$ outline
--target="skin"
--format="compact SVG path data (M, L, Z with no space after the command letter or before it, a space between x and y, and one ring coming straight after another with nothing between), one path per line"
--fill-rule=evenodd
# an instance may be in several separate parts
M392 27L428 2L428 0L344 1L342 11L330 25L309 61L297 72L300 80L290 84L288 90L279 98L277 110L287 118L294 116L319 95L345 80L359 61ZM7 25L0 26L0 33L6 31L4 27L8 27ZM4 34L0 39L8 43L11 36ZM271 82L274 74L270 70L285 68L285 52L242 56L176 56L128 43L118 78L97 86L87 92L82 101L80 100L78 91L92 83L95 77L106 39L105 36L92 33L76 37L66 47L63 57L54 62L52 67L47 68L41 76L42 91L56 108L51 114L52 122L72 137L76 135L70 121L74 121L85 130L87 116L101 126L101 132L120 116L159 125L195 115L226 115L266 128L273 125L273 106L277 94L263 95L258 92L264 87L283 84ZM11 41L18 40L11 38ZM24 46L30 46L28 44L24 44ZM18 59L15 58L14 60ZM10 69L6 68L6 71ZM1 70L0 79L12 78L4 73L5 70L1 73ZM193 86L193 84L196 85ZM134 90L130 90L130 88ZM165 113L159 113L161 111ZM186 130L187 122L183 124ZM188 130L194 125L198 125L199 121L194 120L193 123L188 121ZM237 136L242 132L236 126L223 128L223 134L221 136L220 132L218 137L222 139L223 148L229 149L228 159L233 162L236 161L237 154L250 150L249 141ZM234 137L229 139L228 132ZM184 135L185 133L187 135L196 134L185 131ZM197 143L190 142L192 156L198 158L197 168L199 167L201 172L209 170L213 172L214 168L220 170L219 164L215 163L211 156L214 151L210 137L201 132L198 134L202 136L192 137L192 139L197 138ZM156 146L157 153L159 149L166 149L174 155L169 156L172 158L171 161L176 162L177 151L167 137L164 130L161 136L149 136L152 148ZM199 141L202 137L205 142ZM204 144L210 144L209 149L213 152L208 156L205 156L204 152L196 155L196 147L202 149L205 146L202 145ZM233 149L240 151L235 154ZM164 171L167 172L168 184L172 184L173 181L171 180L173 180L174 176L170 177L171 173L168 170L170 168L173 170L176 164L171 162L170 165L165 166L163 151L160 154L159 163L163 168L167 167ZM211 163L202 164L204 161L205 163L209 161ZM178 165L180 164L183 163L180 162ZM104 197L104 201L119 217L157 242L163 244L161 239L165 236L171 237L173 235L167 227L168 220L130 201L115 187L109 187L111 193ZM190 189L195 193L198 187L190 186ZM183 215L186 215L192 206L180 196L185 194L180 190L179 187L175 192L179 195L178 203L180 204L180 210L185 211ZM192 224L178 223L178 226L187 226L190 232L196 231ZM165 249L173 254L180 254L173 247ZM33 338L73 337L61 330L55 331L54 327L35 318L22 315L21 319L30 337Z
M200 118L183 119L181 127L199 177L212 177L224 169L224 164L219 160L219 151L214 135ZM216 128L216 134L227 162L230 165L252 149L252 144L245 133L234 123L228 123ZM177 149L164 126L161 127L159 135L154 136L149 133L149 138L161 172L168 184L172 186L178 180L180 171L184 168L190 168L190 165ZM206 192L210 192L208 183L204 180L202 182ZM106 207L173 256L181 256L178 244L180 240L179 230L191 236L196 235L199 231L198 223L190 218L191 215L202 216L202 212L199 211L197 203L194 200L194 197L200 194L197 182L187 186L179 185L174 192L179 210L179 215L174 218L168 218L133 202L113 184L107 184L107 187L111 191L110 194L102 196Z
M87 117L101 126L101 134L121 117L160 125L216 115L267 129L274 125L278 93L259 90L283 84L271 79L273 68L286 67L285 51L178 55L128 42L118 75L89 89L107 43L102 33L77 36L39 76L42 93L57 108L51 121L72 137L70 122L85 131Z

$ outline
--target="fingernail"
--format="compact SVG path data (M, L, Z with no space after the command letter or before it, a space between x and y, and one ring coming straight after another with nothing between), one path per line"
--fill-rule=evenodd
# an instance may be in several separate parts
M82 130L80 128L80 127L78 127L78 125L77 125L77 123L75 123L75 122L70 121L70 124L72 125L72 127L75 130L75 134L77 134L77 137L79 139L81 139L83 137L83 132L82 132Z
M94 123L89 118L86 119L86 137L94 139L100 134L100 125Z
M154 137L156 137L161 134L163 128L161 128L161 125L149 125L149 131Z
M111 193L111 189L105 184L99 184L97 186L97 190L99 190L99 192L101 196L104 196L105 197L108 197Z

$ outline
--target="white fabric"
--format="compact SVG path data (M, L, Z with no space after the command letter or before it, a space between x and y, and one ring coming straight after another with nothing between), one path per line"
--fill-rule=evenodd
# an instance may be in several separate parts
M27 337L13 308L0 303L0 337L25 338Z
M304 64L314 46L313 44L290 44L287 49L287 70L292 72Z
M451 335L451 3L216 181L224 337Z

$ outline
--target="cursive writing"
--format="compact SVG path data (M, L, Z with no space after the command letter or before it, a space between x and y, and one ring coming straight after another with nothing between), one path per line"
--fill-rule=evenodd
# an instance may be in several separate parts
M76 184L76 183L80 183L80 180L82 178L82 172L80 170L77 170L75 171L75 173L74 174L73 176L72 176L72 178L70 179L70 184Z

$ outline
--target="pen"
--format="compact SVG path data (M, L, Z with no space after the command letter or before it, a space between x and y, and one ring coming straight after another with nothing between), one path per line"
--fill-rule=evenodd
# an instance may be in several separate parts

*Given task:* Print every line of the records exactly. Omit nothing.

*Correct result:*
$ outline
--target="skin"
--format="compact SVG path data (M, L, Z with no space after the command letter or before it, a space between x and y, and one ring coming straight after another with nothing between), one path per line"
--fill-rule=evenodd
# an instance may be in several separate parts
M392 27L428 2L428 0L344 1L342 11L330 25L309 61L297 72L300 80L290 84L288 90L279 98L277 110L287 118L294 116L319 95L345 80L359 61ZM7 25L0 26L0 33L6 31L4 27L8 27ZM4 34L0 39L8 43L11 36ZM271 82L274 74L270 70L285 68L285 52L242 56L176 56L128 43L118 78L97 86L87 92L82 101L80 100L78 91L92 83L95 77L106 39L105 36L92 33L76 37L66 47L63 57L54 62L52 67L47 68L41 76L42 91L56 108L51 114L52 122L72 137L76 135L70 121L74 121L85 130L87 116L101 126L101 132L120 116L159 125L195 115L226 115L266 128L273 125L273 106L277 94L263 95L258 92L264 87L283 84ZM11 41L18 40L11 38ZM24 46L30 46L28 44L24 44ZM18 59L15 58L14 60ZM10 69L6 68L6 71ZM1 70L0 79L12 78L4 73L5 70L1 73ZM193 86L193 84L196 85ZM134 90L130 90L130 88ZM165 113L159 113L161 111ZM186 130L187 122L183 124ZM188 130L194 125L198 125L199 121L194 120L193 123L188 121ZM237 136L242 132L236 126L223 128L223 134L221 136L220 132L218 137L222 139L223 148L229 149L228 159L233 162L236 161L237 154L250 150L249 141ZM234 137L229 139L228 132ZM184 135L185 133L187 135L196 134L185 131ZM197 143L190 142L192 156L198 158L197 168L199 167L201 172L209 170L213 172L214 168L220 170L219 164L215 163L211 156L214 151L210 137L201 132L198 134L202 136L192 137L192 139L197 138ZM156 146L157 153L159 149L166 149L174 155L169 156L172 158L171 161L176 162L177 151L167 137L164 130L161 136L149 136L152 148ZM199 141L202 137L205 142ZM204 144L210 144L209 149L213 152L208 156L205 156L204 152L196 155L196 147L202 149L205 146L202 145ZM233 149L240 151L235 154ZM164 171L167 172L168 184L172 184L173 181L171 180L173 180L174 176L170 177L171 173L168 170L170 168L173 170L176 164L171 162L170 165L165 166L163 151L160 154L159 163L163 168L167 167ZM211 163L202 164L204 161L205 163L209 161ZM178 165L180 164L183 163L180 162ZM104 197L104 201L119 217L157 242L163 244L161 239L165 236L171 237L173 235L167 227L168 220L130 201L115 187L109 187L111 193ZM190 189L195 193L198 187L190 186ZM183 215L186 215L192 206L180 196L185 194L180 190L179 187L175 192L179 195L178 203L180 204L180 210L185 211ZM192 224L178 223L178 226L187 226L190 232L196 231ZM165 249L173 254L180 254L173 247ZM33 338L73 337L61 330L55 331L54 327L35 318L22 315L21 319L30 337Z
M200 118L183 119L181 127L199 177L212 177L224 169L224 164L219 160L219 151L214 135ZM216 128L216 134L227 162L230 165L252 149L252 144L245 133L234 123L228 123ZM177 149L164 126L161 127L159 135L154 136L149 133L149 138L161 172L168 184L172 186L178 180L180 171L184 168L190 168L190 165ZM206 192L210 192L208 183L204 180L202 182ZM106 207L173 256L181 256L178 244L180 240L179 230L191 236L196 235L199 231L198 223L190 218L191 215L202 216L202 212L199 211L197 203L194 200L194 197L200 194L197 182L187 186L179 185L174 192L179 210L179 215L174 218L168 218L133 202L113 184L107 184L107 187L111 191L110 194L102 196Z
M87 117L101 126L101 134L121 117L160 125L216 115L267 129L274 125L278 93L259 90L283 84L271 79L273 68L286 67L285 51L178 55L128 42L118 75L89 89L107 43L102 33L77 36L39 76L42 93L57 108L51 121L72 137L70 122L85 131Z

$ outline
--target="fingernail"
--format="compact SVG path data (M, L, Z with no space after the command letter or before it, a space between x and y, and one ring coming straight after another with nothing between), one path per line"
--fill-rule=evenodd
# an instance may be in several separate parts
M82 130L80 128L80 127L78 127L78 125L77 125L77 123L75 123L75 122L70 121L70 124L72 125L72 127L75 130L75 134L77 134L77 137L79 139L81 139L83 137L83 132L82 132Z
M94 123L89 118L86 119L86 137L94 139L100 134L100 125Z
M154 137L156 137L161 134L163 128L161 128L161 125L149 125L149 131Z
M111 193L111 189L105 184L99 184L97 186L97 190L99 190L99 192L101 196L104 196L105 197L108 197Z

$ outline
--target="white fabric"
--format="compact SVG path data (M, L, Z with no space after the command letter or before it, a space between x and y, and one ring coming straight after another with nothing between), one path per line"
--fill-rule=evenodd
# an instance may be in several separate parts
M27 337L13 308L0 303L0 337L25 338Z
M304 64L314 46L313 44L290 44L287 49L287 70L292 72Z
M451 335L451 3L216 181L224 337Z

$ outline
--target="cursive writing"
--format="compact SVG path data (M, L, Z with no space after the command letter or before it, a space between x and y, and one ring coming straight after another with nothing between), one path per line"
--fill-rule=evenodd
# an instance may be in several separate parts
M76 184L76 183L80 183L80 180L82 178L82 172L80 170L77 170L75 171L75 173L74 174L73 176L72 176L72 178L70 179L70 184Z

$ outline
--target="pen"
--format="compact SVG path data (M, L, Z with no space after the command letter or before it, a space between x and y, and one ring coming straight after another with nothing between), one path per line"
--fill-rule=evenodd
# an instance may be in several separate parts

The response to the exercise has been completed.